GOAL OF THE EXERCISE - Retype, exactly as they appear below, the lines between the line holding "box: [523, 67, 620, 189]" and the line holding "positive clicks: (473, 242)", both ends included.

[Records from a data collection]
□ □ □ □ □ □ □

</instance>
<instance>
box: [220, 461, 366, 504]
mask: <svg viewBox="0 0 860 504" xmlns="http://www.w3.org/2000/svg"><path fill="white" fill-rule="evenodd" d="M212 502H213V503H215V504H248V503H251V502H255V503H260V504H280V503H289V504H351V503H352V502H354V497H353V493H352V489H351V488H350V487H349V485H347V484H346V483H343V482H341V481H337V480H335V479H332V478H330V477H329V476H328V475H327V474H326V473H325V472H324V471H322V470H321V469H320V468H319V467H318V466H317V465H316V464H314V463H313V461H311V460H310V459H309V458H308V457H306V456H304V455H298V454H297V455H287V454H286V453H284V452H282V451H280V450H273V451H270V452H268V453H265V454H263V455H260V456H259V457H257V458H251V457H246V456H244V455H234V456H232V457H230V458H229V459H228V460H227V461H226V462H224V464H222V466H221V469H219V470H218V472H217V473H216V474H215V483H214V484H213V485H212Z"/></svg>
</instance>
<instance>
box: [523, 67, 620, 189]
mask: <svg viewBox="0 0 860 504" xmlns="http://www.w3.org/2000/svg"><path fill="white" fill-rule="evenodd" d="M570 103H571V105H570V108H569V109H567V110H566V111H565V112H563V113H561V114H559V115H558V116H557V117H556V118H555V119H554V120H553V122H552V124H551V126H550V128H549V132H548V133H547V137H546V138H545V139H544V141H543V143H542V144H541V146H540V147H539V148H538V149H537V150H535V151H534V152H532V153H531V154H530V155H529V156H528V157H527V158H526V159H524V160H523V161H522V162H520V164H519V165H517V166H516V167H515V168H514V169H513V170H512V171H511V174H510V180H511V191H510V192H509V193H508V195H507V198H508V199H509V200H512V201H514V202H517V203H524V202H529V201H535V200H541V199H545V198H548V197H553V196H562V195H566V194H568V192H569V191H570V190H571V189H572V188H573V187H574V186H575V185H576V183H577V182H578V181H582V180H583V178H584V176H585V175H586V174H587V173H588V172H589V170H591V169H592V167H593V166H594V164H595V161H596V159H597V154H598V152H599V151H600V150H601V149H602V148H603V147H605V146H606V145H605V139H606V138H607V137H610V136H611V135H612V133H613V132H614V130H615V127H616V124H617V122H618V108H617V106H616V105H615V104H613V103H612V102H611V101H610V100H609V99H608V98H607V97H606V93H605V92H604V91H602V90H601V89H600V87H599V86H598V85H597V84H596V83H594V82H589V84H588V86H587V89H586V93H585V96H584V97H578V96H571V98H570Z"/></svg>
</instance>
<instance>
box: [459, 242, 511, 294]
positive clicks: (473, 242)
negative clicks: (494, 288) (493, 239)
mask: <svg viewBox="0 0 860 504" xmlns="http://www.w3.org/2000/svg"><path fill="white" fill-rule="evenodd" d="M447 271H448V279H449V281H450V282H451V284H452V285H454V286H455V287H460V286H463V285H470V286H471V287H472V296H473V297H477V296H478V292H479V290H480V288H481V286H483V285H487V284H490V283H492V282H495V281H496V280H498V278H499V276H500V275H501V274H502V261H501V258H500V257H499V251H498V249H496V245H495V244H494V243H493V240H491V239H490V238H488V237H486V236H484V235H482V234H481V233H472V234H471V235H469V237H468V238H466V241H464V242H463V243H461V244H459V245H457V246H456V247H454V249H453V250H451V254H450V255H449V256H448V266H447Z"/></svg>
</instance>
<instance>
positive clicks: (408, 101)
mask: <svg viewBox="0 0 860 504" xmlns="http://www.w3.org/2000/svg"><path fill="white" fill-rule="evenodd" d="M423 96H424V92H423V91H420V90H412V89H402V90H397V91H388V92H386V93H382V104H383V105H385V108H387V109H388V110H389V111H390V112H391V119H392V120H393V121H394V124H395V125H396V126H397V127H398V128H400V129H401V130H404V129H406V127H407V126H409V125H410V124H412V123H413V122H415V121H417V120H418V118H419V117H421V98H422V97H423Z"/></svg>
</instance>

□ □ □ □ □ □ □

RESPONSE AREA -
box: [523, 67, 620, 189]
mask: <svg viewBox="0 0 860 504" xmlns="http://www.w3.org/2000/svg"><path fill="white" fill-rule="evenodd" d="M570 103H571V105H570V108H569V109H567V110H566V111H565V112H563V113H561V114H559V115H558V116H557V117H556V118H555V119H554V120H553V122H552V124H551V126H550V128H549V132H548V133H547V137H546V138H545V139H544V141H543V143H542V144H541V146H540V147H539V148H538V149H537V150H535V151H534V152H532V153H531V154H530V155H529V156H528V157H527V158H526V159H524V160H523V161H522V162H520V164H519V165H517V166H516V167H515V168H514V169H513V170H512V171H511V174H510V180H511V191H510V192H509V193H508V195H507V198H508V199H509V200H512V201H514V202H517V203H524V202H529V201H535V200H541V199H545V198H548V197H553V196H562V195H566V194H568V192H569V191H570V190H571V189H572V188H573V187H574V186H575V185H576V183H577V182H578V181H582V180H583V178H584V176H585V175H586V174H587V173H588V172H589V170H591V169H592V167H593V166H594V164H595V161H596V159H597V154H598V152H599V151H600V150H601V149H602V148H603V147H605V146H606V145H605V139H606V138H607V137H610V136H611V135H612V133H613V132H614V130H615V127H616V124H617V122H618V108H617V106H616V105H615V104H613V103H612V102H611V101H610V100H609V99H608V98H607V97H606V93H605V92H604V91H602V90H601V89H600V87H599V86H598V85H597V84H596V83H594V82H589V84H588V86H587V89H586V93H585V96H584V97H578V96H571V98H570Z"/></svg>
</instance>
<instance>
box: [459, 242, 511, 294]
positive clicks: (473, 242)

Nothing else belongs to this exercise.